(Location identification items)
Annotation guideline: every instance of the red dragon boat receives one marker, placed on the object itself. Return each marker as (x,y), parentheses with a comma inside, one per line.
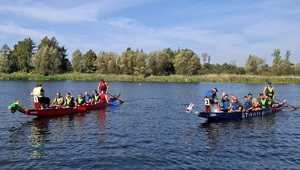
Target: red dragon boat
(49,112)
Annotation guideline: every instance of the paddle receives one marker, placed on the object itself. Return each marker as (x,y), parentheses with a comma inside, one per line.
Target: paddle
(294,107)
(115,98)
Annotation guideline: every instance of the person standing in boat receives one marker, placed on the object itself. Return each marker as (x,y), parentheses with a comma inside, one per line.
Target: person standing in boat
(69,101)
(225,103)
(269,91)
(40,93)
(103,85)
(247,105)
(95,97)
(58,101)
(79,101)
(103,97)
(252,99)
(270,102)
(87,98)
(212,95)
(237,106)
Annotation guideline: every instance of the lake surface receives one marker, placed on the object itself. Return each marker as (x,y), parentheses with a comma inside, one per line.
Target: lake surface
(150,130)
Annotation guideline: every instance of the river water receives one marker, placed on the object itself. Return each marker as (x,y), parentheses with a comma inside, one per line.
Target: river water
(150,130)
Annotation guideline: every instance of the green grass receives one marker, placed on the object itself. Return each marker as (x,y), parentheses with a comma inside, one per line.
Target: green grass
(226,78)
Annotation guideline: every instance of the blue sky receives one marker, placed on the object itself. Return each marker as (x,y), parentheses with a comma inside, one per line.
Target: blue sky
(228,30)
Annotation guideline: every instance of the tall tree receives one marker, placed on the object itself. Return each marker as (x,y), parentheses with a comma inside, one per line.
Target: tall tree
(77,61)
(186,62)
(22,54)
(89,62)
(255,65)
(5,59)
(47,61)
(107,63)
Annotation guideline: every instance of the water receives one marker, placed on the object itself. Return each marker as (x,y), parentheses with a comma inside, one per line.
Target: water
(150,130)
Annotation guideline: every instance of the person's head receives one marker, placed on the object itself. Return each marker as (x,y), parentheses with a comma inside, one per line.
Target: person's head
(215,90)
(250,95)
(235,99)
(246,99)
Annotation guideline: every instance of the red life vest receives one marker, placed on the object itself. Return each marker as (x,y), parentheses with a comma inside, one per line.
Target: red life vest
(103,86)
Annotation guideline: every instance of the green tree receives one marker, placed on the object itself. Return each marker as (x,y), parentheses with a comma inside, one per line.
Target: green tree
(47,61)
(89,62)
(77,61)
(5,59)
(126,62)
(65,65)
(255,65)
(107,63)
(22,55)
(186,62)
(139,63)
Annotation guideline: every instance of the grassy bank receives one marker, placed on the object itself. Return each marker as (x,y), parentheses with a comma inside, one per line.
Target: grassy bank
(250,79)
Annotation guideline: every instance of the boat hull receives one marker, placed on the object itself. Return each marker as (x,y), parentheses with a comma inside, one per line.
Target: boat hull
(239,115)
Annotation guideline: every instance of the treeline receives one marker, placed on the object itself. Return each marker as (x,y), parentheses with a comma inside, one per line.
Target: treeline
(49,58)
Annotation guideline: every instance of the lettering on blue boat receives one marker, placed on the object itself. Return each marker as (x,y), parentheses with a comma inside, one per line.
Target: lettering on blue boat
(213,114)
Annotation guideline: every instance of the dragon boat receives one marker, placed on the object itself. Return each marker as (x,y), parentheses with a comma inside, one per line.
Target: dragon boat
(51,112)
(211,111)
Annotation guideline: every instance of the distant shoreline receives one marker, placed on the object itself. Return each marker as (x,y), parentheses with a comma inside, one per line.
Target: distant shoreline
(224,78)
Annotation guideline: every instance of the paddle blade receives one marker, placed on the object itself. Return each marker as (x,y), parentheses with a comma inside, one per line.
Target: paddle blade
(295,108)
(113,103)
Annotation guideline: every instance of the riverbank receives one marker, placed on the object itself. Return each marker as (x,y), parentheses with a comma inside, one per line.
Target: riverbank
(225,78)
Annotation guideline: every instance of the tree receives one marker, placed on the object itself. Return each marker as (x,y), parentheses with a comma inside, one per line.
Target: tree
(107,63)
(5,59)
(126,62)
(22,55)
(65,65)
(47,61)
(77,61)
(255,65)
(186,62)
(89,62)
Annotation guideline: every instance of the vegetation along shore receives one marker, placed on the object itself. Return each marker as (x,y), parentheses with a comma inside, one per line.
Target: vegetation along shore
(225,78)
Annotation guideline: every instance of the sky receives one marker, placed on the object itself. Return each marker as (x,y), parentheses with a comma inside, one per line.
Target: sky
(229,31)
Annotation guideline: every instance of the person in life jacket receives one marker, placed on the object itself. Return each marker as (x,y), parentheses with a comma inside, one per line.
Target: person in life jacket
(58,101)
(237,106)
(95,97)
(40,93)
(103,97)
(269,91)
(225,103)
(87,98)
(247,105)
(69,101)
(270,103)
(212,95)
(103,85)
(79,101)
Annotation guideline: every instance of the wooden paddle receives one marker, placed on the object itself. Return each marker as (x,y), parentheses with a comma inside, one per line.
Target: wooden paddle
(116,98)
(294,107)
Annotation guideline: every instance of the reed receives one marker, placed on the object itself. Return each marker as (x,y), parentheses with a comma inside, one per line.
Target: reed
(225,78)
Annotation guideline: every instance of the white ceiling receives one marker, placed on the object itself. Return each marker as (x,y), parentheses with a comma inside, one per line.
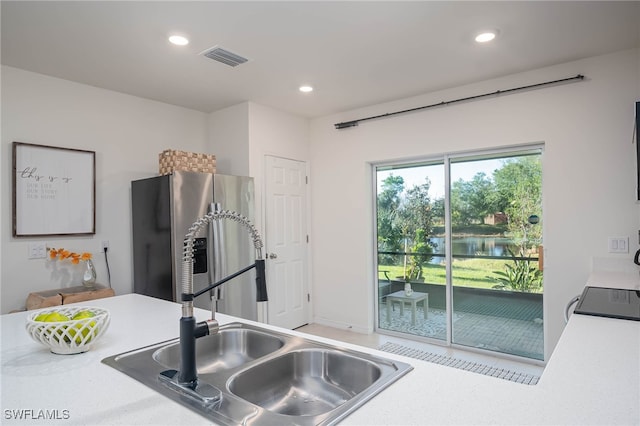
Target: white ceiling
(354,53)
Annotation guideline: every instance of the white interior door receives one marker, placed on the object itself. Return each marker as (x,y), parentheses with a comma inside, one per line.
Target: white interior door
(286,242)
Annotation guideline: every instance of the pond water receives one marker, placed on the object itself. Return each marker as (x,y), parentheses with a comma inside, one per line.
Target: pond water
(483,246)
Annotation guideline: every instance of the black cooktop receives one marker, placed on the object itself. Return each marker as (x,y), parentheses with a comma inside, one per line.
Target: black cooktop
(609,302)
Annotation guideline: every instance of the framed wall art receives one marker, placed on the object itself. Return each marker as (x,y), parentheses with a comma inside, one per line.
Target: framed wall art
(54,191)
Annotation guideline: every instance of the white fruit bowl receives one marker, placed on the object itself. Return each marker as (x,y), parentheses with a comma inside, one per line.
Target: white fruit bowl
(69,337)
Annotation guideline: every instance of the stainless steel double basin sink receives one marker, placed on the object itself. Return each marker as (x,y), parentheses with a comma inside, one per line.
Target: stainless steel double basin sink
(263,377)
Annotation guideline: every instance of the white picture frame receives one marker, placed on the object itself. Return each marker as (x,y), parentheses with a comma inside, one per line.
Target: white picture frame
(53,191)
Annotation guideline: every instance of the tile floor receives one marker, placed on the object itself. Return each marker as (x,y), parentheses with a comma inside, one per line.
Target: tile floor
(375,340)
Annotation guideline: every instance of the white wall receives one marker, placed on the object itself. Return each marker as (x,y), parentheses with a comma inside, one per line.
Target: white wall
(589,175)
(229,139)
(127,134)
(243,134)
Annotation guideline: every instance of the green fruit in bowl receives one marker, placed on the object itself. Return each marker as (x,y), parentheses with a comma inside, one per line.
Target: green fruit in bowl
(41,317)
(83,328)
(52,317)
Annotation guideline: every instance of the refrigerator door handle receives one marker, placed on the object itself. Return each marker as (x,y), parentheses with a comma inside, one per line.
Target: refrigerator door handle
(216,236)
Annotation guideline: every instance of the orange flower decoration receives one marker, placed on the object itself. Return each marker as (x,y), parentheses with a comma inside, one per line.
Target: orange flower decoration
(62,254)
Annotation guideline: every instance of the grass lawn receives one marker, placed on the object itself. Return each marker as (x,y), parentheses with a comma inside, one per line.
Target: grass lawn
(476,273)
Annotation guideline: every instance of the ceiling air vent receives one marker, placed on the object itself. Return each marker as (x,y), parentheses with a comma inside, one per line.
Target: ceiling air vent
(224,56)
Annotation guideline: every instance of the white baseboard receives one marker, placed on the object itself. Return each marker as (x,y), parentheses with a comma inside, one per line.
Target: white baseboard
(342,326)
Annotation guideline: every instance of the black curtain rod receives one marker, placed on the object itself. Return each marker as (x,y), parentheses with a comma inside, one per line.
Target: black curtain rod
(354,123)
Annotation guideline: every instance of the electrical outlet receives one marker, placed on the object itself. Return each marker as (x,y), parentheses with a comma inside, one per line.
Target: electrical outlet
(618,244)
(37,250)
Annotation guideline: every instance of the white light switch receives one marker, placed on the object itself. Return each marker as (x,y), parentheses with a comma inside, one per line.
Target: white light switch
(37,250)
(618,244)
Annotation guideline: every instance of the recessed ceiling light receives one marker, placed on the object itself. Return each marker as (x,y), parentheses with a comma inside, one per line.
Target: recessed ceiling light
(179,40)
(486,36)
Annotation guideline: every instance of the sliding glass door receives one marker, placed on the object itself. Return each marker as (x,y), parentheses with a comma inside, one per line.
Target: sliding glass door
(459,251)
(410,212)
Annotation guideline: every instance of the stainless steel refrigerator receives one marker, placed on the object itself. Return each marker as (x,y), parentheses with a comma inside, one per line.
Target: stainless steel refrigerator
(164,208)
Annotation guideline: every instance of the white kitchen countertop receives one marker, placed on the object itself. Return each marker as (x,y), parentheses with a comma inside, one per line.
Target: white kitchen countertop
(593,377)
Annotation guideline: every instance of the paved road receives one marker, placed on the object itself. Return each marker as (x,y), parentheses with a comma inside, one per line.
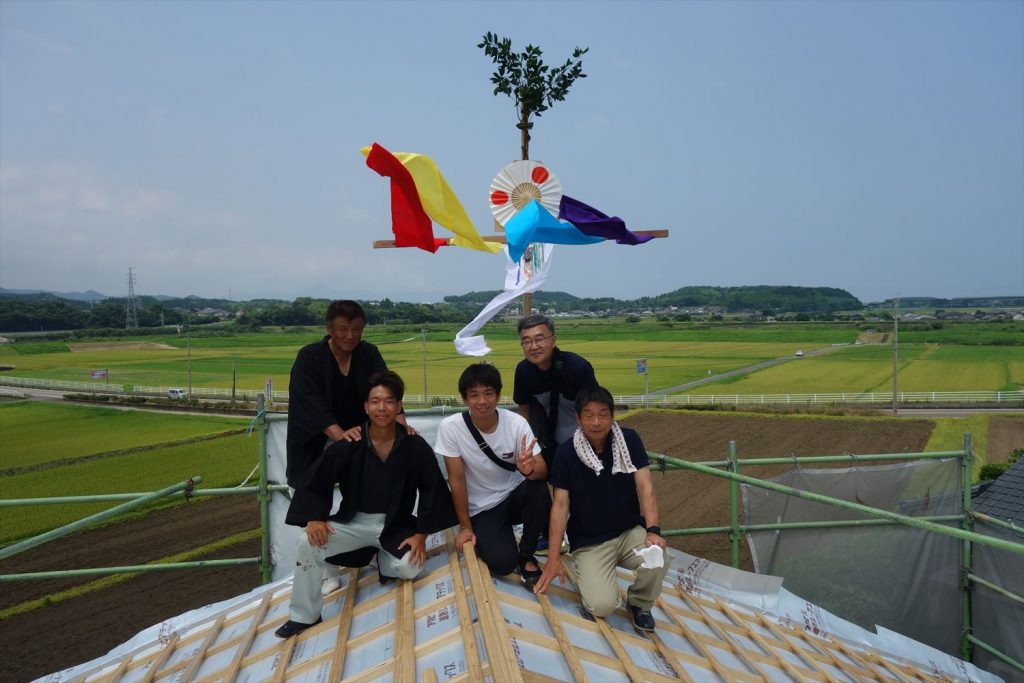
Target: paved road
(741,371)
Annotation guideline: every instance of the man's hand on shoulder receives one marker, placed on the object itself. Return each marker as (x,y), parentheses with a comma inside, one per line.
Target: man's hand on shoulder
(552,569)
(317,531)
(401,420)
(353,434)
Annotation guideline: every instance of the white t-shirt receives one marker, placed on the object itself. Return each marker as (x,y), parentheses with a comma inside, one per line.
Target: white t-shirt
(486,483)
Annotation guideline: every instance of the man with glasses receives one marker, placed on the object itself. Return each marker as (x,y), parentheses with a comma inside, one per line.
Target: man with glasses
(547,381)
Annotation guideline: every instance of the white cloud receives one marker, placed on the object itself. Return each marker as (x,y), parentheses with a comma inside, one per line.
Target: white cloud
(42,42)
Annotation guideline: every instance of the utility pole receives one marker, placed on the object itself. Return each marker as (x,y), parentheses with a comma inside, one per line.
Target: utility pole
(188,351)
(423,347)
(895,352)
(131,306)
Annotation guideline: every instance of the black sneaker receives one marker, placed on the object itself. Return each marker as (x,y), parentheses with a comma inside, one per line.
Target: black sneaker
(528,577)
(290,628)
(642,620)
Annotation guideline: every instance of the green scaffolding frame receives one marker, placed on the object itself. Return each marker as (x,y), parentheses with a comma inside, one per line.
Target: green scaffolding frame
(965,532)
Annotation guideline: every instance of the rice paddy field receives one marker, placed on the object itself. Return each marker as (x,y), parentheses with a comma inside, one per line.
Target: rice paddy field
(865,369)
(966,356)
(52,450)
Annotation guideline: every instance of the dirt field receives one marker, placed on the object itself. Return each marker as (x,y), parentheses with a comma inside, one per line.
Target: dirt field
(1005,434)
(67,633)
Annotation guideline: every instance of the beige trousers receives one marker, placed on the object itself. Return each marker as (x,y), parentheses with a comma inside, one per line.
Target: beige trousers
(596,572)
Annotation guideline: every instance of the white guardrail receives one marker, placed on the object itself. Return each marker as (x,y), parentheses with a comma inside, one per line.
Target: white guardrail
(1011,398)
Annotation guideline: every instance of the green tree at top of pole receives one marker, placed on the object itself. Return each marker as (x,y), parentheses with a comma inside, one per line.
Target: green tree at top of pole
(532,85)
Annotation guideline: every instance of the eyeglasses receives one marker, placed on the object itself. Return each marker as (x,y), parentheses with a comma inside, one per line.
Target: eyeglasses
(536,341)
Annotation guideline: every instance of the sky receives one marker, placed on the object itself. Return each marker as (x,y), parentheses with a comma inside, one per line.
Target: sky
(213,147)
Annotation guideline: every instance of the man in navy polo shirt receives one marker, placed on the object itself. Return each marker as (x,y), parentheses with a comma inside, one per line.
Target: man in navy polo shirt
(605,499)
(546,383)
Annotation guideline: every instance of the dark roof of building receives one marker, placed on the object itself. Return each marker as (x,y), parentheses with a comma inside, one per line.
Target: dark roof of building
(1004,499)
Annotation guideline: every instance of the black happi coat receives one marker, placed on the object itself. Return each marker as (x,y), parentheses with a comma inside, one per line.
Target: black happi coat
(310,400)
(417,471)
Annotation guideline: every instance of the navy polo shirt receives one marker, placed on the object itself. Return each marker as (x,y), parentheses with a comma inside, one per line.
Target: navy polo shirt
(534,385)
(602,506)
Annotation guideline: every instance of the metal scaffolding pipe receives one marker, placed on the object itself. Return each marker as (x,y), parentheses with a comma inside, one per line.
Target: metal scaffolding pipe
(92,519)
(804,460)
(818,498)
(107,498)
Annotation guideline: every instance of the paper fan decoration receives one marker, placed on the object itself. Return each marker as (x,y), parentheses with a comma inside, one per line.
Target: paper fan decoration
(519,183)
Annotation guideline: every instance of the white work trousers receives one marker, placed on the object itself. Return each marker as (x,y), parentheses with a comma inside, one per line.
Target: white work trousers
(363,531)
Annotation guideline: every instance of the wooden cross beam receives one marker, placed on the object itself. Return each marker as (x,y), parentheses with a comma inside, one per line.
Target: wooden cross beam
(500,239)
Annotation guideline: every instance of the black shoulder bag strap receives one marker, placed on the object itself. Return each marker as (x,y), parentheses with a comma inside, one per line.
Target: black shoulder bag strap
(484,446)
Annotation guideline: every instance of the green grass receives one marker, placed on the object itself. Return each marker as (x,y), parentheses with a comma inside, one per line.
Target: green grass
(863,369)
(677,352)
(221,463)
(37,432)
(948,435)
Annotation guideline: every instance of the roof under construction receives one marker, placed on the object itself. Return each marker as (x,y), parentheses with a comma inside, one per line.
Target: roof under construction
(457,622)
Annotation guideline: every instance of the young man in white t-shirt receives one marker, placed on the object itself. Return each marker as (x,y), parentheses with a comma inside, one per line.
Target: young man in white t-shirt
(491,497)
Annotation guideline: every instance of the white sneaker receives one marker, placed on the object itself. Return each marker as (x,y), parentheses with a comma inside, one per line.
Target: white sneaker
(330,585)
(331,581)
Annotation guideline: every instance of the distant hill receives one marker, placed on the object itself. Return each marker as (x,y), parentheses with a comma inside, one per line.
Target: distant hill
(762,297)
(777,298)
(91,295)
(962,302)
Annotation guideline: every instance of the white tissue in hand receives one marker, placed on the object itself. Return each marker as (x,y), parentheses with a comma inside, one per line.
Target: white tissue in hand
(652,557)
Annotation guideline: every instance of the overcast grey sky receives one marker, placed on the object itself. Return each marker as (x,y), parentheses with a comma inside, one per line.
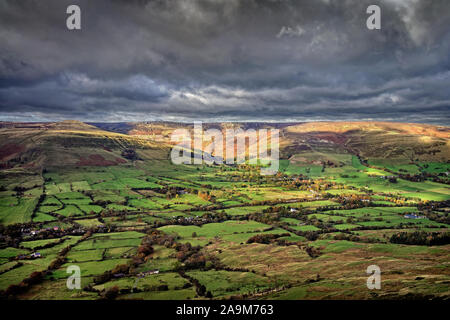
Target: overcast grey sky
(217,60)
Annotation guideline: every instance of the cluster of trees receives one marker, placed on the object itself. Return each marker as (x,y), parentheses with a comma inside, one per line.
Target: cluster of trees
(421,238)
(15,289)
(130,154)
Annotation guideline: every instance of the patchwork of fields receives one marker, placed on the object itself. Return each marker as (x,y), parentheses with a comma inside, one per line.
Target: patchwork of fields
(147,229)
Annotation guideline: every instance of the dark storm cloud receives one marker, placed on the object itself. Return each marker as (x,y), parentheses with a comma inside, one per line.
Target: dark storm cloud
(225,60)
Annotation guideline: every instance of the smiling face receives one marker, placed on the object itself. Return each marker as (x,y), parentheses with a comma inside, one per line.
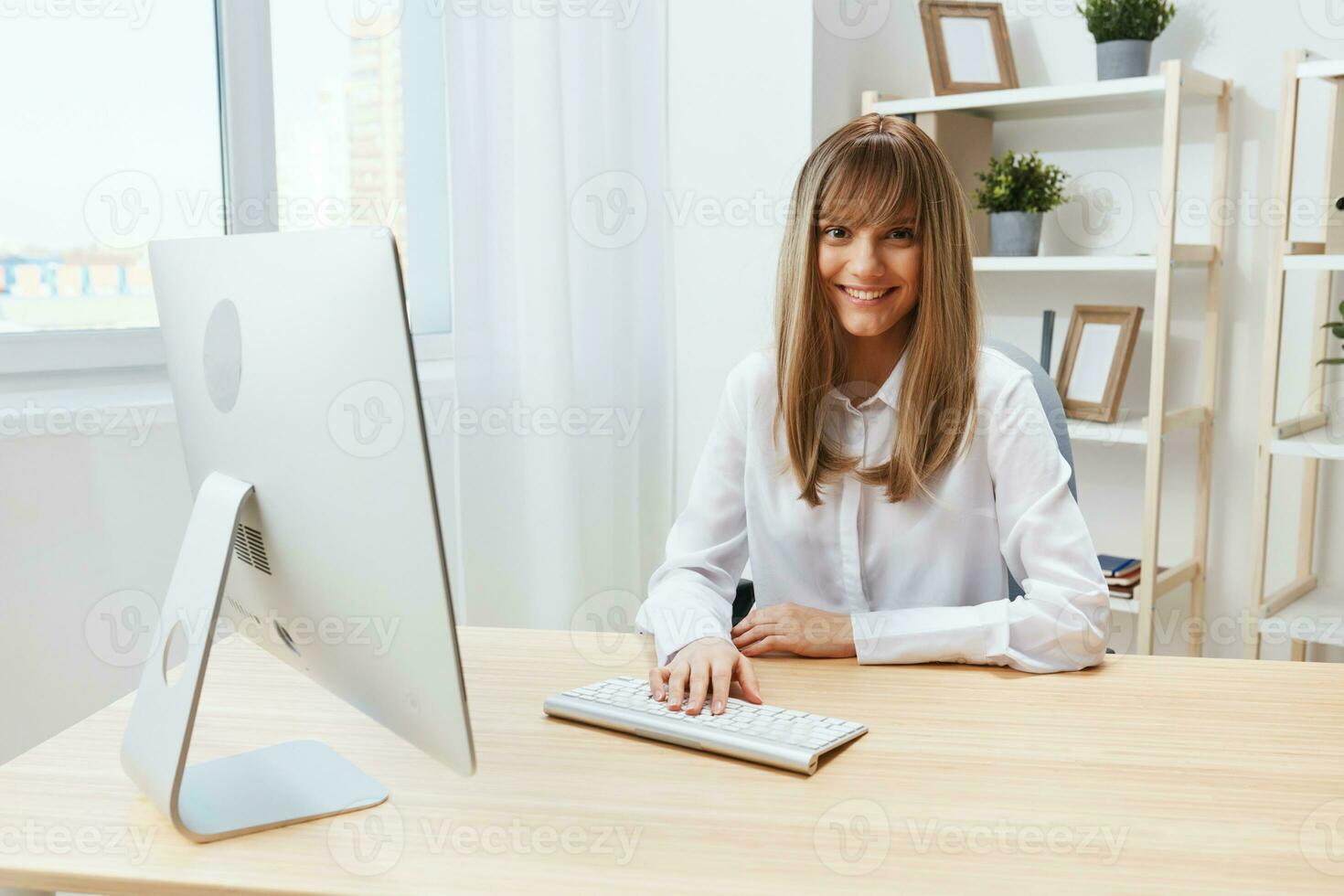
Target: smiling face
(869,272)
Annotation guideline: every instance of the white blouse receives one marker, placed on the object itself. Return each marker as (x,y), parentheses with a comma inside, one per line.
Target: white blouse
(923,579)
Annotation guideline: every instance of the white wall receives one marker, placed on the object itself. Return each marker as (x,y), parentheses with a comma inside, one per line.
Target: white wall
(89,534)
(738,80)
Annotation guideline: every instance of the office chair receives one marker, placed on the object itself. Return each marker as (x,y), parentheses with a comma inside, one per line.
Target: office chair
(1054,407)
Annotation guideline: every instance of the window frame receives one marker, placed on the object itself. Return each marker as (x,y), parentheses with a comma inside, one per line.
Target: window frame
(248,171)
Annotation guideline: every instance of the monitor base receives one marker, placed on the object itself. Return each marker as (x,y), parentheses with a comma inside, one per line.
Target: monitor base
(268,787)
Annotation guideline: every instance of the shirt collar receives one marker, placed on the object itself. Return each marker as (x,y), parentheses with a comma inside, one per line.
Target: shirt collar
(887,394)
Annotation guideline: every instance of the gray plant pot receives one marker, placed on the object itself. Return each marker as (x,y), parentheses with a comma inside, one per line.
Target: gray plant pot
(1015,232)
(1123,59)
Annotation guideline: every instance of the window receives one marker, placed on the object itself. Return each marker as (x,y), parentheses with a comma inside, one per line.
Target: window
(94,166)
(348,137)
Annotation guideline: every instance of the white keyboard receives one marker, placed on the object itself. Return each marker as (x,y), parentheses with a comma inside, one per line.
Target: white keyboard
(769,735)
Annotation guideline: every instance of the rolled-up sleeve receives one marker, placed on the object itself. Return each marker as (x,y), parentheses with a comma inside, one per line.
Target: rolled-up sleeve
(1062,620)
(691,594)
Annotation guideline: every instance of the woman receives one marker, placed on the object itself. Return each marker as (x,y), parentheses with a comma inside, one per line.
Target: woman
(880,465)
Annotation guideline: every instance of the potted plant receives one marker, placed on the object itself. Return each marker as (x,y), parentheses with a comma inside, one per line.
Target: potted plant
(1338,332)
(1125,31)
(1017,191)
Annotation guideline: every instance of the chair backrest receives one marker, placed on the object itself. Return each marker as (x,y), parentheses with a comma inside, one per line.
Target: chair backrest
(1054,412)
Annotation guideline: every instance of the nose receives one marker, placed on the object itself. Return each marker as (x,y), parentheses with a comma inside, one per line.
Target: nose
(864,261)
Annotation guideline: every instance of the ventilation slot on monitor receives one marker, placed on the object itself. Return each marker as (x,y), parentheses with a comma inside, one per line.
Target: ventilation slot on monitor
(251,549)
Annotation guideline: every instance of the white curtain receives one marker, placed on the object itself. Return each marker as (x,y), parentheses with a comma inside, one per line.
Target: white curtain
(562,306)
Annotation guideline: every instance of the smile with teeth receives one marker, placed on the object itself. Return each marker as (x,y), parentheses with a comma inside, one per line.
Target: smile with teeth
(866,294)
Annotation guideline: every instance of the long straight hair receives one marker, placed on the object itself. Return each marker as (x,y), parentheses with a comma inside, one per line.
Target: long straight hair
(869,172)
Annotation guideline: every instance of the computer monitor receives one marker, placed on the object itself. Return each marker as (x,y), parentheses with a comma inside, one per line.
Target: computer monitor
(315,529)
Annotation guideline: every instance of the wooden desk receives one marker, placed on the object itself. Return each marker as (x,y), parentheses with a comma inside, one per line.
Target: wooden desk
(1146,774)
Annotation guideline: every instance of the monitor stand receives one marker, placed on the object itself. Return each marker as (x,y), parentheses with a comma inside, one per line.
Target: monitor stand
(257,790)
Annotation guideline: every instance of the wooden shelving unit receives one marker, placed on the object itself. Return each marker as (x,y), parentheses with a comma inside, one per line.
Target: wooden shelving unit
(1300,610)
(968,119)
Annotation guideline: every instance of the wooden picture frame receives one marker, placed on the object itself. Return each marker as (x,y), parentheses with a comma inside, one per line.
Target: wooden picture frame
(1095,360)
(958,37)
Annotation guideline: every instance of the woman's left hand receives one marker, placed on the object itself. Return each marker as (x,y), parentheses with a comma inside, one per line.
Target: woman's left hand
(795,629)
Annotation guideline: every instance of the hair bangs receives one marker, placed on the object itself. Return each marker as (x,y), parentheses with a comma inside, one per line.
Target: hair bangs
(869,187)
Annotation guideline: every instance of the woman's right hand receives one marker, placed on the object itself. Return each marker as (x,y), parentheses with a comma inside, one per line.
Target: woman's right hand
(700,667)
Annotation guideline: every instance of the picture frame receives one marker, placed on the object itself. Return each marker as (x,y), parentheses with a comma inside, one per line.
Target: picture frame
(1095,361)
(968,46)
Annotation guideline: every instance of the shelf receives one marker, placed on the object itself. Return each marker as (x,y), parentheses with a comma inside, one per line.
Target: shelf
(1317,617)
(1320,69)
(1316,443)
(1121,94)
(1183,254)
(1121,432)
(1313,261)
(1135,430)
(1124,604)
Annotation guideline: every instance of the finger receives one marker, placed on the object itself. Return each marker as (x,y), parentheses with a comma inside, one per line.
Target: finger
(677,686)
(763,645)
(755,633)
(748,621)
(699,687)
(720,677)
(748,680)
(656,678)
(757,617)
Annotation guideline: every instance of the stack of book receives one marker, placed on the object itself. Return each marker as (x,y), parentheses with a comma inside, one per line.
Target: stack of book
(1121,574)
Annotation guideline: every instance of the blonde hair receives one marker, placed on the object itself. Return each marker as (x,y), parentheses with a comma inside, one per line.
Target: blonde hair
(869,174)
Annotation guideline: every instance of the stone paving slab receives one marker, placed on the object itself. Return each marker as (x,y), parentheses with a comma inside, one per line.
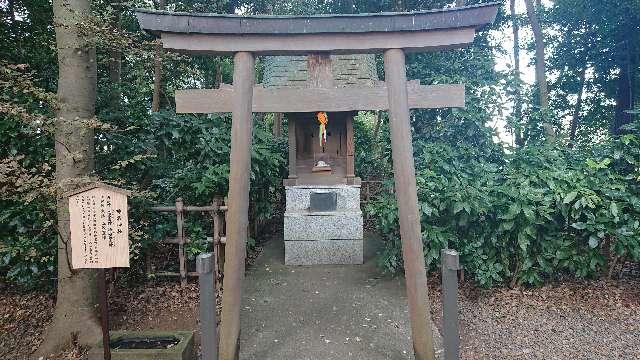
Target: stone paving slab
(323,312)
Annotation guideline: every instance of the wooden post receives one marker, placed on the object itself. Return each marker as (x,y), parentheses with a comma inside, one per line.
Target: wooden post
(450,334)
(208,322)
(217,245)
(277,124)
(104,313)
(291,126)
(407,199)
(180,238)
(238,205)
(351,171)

**What the exercise asks:** Write out only the lines from the line containing "Annotation guideline: every instance of the shelf" through the end of the material above, both end lines included. Pictures are not written out.

**The result:**
Annotation guideline: every instance of the shelf receives one marker, placed on the object itself. Return each marker as (x,y), parentheses with a comma inside, one per line.
Target: shelf
(1317,617)
(1320,69)
(1316,443)
(1121,94)
(1183,254)
(1121,432)
(1313,261)
(1135,430)
(1124,604)
Annotation guideline: every instance of the finger receives one marker, placed on the object itself. Return each marker as (x,y), parentheses with a comma inside, one per line.
Target: finger
(677,686)
(763,645)
(755,633)
(748,621)
(699,687)
(720,677)
(748,680)
(656,678)
(757,617)
Annotation guideline: every instance of the stack of book receives one marker, placed on the object itself. Return each marker as (x,y), parentheses with a comma inside, one per line.
Target: stack of book
(1121,574)
Annotation guideline: every instance of the blonde hair receives one marker, placed on the object itself. Return each marker as (x,y), parentheses with a comma inside, one per line.
Target: blonde hair
(869,174)
Annotation guideline: every instance of the stone paving slab receives one marker, placed on the object itself. Return each marker as (x,y), parentheses with a comma inside, one per line.
Target: stone paving slab
(323,312)
Annotation guideline: every instance of the wooden post receives one marker, placed on the object itself. Return each marker as (x,y), parentheses with a comma inside, one per line.
Target: wooden post
(450,334)
(208,322)
(217,245)
(277,124)
(104,313)
(291,126)
(407,199)
(180,238)
(238,205)
(351,171)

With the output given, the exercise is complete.